What this exercise asks:
1. Return the part of the modular arithmetic passage from "A General Algorithm" to "yield a pattern?", word for word.
2. List every value the modular arithmetic passage gives for the first few powers of 13 mod 100.

Provided passage:
::::::

The following material can be reworded and incorporated into this article:--MCrawford 18:54, 30 June 2006 (EDT)

A General Algorithm

In the example above, we were fortunate to find a power of $7$ -- namely, $7^4$ -- that is congruent to $1$ mod $100$. What if we aren't this lucky? Suppose we want to solve the following problem:

What are the tens and units digits of $13^{404}$?

Again, we will solve this problem by computing $13^{404}$ modulo $100$. The first few powers of $13$ mod $100$ are

$13, 69, 97, 61, 93, \ldots$

This time, no pattern jumps out at us. Is there a way we can find the $404^{th}$ power of $13$ mod $100$ without taking this list all the way out to the $404^{th}$ term -- or even without patiently waiting for the list to yield a pattern?

::::::

Entries supplied:
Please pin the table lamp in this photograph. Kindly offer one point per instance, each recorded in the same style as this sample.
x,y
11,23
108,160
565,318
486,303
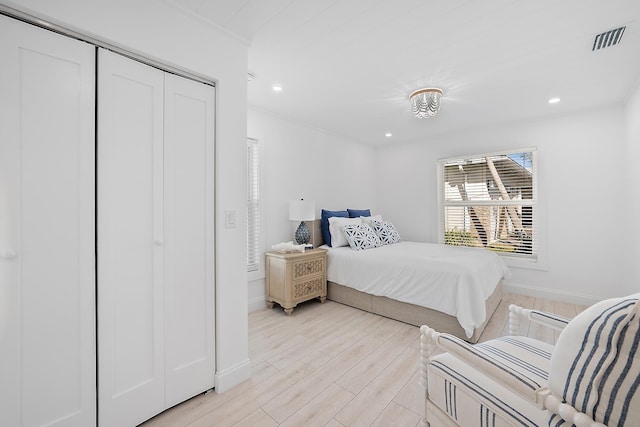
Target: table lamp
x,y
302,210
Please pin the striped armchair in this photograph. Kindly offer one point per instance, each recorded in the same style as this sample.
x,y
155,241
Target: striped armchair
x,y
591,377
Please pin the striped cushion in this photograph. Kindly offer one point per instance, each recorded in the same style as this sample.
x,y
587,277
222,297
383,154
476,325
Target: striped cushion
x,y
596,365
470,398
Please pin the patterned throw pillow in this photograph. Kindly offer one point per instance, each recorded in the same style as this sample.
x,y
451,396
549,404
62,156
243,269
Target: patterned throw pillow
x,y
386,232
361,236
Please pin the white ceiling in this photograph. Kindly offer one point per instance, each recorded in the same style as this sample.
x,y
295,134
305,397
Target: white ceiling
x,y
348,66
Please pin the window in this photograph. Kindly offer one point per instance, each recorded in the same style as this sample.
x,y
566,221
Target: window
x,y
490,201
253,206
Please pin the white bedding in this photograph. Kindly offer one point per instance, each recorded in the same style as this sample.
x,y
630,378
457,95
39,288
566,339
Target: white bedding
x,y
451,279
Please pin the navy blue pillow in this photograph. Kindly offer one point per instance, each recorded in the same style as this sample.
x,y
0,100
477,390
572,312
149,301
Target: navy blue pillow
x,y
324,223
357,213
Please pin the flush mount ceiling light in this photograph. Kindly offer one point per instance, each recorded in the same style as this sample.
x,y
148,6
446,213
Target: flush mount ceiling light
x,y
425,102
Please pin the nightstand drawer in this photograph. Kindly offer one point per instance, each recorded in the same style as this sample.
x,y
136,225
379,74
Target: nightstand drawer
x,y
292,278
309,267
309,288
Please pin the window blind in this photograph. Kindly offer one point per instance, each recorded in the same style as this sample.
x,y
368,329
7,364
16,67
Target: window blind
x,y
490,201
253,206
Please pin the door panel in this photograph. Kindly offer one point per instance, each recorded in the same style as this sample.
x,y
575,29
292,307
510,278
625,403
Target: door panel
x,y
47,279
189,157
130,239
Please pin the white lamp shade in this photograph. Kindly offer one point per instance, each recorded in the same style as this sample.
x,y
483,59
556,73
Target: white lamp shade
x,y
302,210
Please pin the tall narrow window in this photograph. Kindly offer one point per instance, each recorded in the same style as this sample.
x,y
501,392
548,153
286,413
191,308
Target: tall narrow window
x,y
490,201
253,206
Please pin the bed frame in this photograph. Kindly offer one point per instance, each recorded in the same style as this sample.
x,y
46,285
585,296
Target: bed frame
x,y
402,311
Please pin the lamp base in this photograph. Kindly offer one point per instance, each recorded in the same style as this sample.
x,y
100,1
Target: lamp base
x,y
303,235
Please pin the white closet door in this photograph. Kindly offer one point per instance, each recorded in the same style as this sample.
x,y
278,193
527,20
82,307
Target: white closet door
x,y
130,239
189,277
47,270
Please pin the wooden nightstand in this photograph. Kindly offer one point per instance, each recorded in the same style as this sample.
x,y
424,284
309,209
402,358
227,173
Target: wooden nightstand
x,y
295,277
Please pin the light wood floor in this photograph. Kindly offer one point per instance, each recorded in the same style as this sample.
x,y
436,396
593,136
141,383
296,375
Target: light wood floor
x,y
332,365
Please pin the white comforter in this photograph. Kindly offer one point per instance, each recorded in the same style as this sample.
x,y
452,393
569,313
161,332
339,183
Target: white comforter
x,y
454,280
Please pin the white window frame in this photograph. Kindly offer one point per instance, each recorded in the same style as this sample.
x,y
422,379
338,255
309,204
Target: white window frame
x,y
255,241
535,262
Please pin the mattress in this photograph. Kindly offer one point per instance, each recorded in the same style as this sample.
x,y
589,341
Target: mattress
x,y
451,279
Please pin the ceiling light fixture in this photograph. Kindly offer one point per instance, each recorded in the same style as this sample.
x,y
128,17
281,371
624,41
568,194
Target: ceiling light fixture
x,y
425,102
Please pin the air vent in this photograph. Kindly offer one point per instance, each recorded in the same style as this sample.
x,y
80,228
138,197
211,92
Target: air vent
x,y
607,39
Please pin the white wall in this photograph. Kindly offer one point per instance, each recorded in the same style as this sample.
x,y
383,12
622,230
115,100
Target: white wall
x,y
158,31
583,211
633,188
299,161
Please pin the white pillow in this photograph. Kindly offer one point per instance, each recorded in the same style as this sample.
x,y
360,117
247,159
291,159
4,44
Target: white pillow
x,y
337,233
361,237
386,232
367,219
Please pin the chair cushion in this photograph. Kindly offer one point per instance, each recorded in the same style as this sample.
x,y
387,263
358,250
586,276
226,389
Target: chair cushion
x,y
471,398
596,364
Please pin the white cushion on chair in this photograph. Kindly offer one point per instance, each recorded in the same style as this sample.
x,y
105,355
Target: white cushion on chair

::::::

Solutions:
1.
A General Algorithm

In the example above, we were fortunate to find a power of $7$ -- namely, $7^4$ -- that is congruent to $1$ mod $100$. What if we aren't this lucky? Suppose we want to solve the following problem:

What are the tens and units digits of $13^{404}$?

Again, we will solve this problem by computing $13^{404}$ modulo $100$. The first few powers of $13$ mod $100$ are

$13, 69, 97, 61, 93, \ldots$

This time, no pattern jumps out at us. Is there a way we can find the $404^{th}$ power of $13$ mod $100$ without taking this list all the way out to the $404^{th}$ term -- or even without patiently waiting for the list to yield a pattern?

2. 13, 69, 97, 61, 93